WHAT YOU WILL DO: Look below for the line with "the dark shutter", and from there restate every line word for word until the entries end.

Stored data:
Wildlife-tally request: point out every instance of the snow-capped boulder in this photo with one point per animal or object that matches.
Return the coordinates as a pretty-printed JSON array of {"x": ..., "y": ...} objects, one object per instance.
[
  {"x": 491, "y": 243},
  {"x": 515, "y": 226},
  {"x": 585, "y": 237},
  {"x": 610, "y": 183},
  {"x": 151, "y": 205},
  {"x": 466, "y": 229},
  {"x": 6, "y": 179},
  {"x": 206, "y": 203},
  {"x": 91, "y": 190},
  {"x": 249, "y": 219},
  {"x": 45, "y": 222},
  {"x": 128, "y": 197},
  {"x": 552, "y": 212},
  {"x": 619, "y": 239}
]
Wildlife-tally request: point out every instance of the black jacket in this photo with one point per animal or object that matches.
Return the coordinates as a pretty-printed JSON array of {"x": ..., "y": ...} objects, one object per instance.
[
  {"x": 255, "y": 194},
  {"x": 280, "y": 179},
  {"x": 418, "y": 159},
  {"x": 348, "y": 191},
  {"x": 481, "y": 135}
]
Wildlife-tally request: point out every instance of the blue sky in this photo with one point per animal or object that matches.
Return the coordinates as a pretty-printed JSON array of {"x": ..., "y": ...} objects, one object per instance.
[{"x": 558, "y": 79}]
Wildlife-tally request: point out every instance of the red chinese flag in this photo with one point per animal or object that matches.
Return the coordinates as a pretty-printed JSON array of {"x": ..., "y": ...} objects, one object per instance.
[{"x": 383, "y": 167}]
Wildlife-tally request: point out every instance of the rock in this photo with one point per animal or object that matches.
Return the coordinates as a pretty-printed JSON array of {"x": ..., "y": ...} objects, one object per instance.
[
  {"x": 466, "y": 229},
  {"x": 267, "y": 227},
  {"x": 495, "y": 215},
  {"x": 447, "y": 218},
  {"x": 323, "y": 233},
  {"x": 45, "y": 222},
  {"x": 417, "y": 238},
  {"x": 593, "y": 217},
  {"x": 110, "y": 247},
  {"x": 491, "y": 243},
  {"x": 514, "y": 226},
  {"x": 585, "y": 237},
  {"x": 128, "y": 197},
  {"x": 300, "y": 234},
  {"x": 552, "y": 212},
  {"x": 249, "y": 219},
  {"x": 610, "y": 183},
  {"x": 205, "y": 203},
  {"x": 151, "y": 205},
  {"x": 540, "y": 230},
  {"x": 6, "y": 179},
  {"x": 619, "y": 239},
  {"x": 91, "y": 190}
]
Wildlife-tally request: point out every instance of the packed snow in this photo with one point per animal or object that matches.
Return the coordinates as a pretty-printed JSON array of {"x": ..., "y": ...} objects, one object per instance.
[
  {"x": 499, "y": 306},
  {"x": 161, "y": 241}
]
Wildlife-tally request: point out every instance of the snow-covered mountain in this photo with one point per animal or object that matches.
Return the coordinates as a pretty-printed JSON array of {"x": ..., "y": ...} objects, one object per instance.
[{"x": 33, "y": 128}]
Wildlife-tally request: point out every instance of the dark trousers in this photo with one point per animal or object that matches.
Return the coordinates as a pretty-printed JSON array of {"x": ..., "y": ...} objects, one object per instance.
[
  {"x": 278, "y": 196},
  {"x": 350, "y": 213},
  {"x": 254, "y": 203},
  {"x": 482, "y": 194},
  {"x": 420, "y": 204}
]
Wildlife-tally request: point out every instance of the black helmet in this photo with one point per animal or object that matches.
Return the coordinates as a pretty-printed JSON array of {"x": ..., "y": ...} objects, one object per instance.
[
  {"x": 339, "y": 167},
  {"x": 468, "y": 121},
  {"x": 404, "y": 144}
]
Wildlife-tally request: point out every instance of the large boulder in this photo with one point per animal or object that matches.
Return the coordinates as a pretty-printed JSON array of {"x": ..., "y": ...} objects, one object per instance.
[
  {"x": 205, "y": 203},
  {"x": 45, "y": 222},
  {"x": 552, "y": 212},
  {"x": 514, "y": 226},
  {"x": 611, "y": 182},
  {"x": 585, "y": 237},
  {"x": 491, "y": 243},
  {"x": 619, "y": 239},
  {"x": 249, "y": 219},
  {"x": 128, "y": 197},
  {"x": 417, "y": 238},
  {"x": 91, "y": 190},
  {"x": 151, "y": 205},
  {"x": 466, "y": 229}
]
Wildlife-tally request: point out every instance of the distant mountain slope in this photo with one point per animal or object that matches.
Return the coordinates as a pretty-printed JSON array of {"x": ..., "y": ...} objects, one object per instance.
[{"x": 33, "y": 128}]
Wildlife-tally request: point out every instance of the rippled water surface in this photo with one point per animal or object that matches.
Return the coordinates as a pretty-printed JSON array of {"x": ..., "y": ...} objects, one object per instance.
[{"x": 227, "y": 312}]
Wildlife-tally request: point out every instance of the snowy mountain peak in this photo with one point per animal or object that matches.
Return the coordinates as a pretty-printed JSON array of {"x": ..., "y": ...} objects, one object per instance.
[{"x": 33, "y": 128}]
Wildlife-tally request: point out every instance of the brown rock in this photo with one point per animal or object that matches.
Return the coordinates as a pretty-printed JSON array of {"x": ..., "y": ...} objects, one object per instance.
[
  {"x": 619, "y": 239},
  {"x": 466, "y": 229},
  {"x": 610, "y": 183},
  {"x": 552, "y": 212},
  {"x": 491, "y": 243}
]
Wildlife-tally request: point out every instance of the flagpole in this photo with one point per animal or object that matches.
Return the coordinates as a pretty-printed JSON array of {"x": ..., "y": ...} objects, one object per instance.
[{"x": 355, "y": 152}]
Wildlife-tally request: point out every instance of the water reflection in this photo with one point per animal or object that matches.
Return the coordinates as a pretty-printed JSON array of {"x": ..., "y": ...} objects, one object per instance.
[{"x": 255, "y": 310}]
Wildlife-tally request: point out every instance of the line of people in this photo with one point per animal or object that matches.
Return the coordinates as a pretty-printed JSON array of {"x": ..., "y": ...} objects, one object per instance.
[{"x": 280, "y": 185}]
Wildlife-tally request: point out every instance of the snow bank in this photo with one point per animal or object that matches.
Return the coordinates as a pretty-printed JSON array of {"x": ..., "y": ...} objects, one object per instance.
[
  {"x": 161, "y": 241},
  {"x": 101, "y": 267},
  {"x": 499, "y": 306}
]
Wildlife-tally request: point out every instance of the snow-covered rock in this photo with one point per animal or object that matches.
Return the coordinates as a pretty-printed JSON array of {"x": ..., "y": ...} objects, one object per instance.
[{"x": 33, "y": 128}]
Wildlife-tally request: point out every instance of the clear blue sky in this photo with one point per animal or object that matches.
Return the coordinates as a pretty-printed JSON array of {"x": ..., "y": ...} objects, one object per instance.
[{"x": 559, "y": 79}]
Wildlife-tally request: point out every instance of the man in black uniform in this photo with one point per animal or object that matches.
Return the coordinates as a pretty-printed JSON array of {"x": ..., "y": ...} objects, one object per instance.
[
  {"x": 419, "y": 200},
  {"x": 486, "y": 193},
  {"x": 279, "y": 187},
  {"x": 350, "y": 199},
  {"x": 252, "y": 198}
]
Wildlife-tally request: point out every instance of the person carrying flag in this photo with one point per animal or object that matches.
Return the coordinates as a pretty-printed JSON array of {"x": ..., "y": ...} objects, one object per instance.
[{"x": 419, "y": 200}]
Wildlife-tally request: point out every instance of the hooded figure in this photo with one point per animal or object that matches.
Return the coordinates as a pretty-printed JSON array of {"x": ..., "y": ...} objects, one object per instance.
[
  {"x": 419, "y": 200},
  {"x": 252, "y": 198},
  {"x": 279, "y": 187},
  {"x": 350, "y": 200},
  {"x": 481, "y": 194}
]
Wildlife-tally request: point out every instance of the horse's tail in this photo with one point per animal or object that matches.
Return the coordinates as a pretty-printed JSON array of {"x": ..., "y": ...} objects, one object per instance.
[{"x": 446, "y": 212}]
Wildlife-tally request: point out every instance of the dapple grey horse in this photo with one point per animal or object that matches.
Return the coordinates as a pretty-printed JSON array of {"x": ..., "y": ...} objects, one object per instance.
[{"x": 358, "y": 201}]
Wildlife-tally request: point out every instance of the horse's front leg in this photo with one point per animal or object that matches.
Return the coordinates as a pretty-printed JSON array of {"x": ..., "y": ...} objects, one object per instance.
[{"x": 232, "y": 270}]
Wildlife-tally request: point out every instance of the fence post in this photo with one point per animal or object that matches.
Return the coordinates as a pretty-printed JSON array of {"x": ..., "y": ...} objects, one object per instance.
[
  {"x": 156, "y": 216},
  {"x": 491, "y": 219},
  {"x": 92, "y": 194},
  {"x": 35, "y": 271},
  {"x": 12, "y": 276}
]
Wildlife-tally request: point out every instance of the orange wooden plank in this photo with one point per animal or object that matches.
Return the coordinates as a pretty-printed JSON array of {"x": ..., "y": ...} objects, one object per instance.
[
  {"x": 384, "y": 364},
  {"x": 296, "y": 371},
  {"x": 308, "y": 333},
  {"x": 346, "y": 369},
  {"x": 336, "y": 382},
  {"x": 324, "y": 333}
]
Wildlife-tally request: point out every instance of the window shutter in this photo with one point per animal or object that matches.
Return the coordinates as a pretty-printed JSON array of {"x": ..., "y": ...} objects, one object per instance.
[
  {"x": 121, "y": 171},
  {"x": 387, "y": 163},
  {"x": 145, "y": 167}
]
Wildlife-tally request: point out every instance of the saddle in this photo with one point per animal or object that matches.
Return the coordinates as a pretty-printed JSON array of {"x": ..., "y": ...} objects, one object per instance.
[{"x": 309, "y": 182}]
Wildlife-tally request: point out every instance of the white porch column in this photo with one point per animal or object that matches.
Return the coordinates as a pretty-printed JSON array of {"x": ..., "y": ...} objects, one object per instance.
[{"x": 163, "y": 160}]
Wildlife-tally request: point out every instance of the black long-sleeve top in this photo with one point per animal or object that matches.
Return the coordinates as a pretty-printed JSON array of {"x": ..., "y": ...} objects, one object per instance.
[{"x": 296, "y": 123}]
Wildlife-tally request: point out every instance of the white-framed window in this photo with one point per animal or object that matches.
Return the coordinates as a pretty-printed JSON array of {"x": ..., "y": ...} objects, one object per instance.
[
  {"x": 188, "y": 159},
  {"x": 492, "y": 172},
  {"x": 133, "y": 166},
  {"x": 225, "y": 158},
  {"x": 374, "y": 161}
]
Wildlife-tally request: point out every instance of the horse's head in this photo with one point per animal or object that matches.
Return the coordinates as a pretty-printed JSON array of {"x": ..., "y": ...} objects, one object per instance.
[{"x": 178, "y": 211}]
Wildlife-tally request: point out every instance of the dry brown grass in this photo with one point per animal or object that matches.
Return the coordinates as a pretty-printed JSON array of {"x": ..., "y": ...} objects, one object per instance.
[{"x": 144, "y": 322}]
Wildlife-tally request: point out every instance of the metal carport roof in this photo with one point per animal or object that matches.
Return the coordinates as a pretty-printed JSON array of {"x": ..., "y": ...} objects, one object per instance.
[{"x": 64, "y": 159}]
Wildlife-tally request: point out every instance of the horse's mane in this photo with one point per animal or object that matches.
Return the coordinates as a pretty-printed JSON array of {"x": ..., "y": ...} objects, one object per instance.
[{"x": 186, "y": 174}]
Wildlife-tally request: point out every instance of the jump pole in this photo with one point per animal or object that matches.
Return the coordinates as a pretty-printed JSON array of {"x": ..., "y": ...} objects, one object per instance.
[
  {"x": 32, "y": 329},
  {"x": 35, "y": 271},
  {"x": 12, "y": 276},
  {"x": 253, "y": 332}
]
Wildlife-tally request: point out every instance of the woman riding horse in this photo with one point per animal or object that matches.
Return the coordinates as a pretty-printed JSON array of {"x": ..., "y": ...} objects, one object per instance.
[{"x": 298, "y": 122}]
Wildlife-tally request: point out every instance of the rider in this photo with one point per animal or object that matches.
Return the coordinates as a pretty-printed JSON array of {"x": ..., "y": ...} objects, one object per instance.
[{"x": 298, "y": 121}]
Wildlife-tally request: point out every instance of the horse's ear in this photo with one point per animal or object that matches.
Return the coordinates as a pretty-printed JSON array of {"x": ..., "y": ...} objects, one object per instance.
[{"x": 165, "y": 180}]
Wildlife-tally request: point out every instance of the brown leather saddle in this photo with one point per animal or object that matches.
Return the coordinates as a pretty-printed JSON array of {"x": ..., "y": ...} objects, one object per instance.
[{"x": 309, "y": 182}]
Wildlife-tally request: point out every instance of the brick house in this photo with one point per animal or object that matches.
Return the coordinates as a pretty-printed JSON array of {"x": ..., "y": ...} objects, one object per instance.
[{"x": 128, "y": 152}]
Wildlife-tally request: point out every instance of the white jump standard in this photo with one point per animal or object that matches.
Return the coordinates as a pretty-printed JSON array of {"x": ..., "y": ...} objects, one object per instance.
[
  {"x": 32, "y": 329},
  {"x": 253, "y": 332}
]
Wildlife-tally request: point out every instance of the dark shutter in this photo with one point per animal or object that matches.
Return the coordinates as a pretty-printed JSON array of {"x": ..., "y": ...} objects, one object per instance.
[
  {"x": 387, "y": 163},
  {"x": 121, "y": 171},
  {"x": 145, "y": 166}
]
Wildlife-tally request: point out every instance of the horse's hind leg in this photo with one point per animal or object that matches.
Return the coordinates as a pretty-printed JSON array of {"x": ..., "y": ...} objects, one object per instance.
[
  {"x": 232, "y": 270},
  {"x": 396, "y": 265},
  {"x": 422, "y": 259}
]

RESULT FOR THIS TASK:
Wildlife-tally request: point out every instance of the dark shutter in this photo with one point per animal or object that matches.
Return the coordinates as a pretty-printed JSON array of {"x": ..., "y": ...} objects, one object per instance.
[
  {"x": 387, "y": 163},
  {"x": 121, "y": 171},
  {"x": 145, "y": 166}
]
Wildlife-tally request: point out every instance of the horse's hind leg in this photo with one point per animal or object that matches.
Return the coordinates as a pretty-printed JSON array of {"x": ..., "y": ...} objects, one object per instance.
[
  {"x": 232, "y": 270},
  {"x": 396, "y": 265},
  {"x": 422, "y": 259}
]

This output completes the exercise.